SUPPLIED INFORMATION:
....

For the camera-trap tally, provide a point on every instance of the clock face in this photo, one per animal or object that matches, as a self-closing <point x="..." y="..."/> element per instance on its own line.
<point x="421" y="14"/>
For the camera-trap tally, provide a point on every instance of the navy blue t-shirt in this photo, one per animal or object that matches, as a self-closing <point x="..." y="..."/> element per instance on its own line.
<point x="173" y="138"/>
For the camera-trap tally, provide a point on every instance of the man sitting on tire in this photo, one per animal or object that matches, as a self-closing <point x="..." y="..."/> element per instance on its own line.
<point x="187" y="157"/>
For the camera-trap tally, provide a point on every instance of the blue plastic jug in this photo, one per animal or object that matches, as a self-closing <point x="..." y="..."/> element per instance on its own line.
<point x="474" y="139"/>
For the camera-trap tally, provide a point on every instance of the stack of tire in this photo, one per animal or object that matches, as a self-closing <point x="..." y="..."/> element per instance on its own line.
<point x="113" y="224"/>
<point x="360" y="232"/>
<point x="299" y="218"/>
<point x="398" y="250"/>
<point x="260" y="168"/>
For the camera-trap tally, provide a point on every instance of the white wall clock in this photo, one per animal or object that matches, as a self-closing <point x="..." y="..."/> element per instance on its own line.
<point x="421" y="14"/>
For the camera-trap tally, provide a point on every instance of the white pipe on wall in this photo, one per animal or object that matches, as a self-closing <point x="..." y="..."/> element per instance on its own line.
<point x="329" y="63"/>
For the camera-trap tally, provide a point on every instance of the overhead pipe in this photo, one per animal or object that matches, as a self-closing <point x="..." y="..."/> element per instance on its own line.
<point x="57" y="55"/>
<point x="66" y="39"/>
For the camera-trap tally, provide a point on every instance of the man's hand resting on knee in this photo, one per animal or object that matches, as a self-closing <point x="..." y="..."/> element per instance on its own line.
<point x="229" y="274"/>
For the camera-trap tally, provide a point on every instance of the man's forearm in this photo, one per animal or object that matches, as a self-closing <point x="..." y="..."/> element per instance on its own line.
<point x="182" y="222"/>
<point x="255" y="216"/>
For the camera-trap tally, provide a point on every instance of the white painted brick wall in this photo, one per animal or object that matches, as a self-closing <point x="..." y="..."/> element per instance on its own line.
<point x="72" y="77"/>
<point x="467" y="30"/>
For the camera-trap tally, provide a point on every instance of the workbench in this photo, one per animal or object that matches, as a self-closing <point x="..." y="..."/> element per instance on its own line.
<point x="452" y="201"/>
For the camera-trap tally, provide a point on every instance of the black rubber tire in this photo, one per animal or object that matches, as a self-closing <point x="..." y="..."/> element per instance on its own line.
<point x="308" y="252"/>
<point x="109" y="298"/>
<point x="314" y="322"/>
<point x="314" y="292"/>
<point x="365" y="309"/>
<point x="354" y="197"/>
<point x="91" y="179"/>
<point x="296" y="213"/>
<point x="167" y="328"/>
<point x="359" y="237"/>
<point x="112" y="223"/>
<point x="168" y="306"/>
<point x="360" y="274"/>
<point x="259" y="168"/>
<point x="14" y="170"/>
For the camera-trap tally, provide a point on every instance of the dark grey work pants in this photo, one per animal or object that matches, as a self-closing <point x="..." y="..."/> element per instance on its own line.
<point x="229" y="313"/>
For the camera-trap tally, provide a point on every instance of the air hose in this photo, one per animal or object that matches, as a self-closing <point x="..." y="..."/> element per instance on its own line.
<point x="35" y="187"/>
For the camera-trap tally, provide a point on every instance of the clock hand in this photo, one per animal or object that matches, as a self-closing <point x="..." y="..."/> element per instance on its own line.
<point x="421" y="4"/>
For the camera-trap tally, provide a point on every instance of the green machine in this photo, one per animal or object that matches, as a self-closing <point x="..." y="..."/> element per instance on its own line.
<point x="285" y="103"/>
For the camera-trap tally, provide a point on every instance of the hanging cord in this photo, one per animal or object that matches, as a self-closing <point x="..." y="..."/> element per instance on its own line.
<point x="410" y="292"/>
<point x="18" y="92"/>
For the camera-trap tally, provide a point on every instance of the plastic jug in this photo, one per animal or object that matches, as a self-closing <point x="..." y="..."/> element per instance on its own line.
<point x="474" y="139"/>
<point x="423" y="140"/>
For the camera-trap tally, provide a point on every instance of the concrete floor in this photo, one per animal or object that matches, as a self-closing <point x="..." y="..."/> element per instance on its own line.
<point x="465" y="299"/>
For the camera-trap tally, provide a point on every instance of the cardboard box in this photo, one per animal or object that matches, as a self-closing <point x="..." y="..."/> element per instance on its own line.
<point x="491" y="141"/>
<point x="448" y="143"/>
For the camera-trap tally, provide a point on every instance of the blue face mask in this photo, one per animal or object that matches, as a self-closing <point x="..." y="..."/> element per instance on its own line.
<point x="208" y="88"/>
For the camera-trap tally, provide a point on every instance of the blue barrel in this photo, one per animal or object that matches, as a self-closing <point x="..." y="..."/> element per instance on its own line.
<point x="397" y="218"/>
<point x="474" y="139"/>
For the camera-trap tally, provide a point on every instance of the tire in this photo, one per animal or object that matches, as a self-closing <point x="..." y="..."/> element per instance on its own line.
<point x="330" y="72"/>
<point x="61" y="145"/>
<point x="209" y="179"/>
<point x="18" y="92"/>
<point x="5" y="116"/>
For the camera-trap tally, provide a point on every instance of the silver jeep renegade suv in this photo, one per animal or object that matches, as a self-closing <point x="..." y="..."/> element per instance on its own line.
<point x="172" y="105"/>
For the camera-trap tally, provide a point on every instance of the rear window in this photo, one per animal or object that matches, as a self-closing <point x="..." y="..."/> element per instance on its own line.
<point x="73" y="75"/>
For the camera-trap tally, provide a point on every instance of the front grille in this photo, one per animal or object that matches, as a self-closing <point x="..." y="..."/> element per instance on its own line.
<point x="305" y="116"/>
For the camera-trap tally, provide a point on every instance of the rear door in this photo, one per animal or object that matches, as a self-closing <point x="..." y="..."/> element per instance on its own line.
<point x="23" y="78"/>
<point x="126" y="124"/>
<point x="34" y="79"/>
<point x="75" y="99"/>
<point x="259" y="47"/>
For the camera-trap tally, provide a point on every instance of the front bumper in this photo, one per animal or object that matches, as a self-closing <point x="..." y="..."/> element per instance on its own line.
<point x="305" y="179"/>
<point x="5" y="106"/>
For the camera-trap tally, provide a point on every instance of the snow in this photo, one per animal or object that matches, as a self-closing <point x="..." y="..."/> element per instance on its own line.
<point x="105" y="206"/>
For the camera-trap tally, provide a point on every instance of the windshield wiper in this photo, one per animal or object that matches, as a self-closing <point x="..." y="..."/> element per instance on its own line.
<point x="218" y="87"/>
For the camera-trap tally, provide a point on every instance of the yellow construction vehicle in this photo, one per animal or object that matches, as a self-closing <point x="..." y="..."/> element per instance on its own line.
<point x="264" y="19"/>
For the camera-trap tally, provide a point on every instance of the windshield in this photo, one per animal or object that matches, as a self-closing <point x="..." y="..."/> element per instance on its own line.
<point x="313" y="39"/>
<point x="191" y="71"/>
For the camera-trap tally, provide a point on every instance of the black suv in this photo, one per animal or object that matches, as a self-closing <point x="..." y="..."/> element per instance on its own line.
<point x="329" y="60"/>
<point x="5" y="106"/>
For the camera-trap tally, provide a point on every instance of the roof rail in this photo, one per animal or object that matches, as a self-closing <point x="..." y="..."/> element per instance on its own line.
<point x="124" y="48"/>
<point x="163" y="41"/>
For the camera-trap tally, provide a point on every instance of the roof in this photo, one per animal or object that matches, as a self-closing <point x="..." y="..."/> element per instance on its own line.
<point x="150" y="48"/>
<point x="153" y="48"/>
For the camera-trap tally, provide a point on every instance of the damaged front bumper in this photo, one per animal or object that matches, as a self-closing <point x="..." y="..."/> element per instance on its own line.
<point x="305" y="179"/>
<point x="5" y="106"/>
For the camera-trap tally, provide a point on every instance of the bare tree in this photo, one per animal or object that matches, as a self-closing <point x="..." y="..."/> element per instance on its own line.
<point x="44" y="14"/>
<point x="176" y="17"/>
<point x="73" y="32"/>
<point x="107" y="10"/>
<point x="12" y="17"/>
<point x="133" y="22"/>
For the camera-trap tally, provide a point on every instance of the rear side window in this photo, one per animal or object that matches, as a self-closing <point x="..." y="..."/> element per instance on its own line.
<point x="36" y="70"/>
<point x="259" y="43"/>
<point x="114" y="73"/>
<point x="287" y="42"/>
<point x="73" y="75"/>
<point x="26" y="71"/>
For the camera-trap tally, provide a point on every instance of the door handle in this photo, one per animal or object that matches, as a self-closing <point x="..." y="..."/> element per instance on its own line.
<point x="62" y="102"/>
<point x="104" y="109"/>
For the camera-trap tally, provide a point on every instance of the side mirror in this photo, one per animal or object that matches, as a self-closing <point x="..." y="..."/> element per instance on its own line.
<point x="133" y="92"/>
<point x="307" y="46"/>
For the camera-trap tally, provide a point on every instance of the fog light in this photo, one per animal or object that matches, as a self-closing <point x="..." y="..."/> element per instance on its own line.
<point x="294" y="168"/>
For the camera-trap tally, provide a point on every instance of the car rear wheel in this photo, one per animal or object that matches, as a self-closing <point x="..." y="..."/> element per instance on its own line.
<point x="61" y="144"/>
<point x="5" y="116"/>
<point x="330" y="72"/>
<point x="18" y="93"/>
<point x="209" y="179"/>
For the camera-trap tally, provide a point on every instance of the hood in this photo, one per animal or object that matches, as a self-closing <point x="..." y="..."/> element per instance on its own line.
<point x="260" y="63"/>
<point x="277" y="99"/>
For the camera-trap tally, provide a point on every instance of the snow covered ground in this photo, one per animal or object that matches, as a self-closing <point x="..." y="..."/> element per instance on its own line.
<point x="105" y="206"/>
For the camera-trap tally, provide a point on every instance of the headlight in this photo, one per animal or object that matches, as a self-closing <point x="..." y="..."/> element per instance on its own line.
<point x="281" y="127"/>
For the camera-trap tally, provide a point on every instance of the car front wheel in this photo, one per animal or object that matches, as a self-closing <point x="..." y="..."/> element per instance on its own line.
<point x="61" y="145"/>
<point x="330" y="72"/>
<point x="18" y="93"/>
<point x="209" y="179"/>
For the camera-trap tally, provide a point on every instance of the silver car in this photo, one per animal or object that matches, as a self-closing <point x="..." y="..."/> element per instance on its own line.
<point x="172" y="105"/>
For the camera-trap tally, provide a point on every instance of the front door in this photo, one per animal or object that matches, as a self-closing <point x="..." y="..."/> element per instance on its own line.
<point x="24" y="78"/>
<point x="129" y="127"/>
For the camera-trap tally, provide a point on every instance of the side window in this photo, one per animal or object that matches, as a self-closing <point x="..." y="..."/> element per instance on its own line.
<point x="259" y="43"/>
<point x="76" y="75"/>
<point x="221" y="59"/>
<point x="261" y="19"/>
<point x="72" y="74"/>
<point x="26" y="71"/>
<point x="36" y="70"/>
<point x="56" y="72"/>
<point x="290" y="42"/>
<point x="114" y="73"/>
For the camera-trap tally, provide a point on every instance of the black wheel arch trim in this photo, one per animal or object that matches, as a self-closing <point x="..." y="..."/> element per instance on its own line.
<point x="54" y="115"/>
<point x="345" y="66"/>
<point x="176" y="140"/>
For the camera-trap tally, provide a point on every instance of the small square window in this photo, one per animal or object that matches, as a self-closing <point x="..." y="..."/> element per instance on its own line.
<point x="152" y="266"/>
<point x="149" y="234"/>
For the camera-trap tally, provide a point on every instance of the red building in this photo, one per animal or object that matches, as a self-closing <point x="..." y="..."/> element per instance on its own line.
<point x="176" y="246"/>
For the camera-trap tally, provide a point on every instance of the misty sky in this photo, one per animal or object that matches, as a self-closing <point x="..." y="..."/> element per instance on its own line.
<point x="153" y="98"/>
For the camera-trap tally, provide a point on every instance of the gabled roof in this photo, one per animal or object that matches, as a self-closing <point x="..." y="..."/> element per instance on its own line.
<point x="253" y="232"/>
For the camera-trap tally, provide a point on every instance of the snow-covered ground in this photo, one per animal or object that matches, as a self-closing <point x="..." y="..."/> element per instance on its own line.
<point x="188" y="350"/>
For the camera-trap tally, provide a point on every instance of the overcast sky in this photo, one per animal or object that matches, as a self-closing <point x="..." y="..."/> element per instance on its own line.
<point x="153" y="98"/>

....

TASK GOAL:
Which lines run from the one containing "of the misty" to the end of the entries above? Quote exactly those, and only those.

RESULT OF THIS TASK:
For the camera-trap tally, provide a point on every instance of the misty sky in this photo, one per animal or object that matches, as a self-closing <point x="..." y="..."/> element per instance on its own line.
<point x="153" y="98"/>
For the camera-trap tally, provide a point on every instance of the gabled roof in this photo, one per animal or object that matches, as a self-closing <point x="..." y="..."/> element per instance on its own line.
<point x="253" y="232"/>
For the camera-trap tally, provide a point on every instance of the snow-covered ground in this photo, one per animal or object that matches, as a self-closing <point x="..." y="..."/> element per instance on its own line.
<point x="188" y="350"/>
For the camera-trap tally, provide a point on every instance of the overcast sky in this photo, one per animal or object that matches, as a self-closing <point x="..." y="..."/> element per instance on its own line.
<point x="153" y="98"/>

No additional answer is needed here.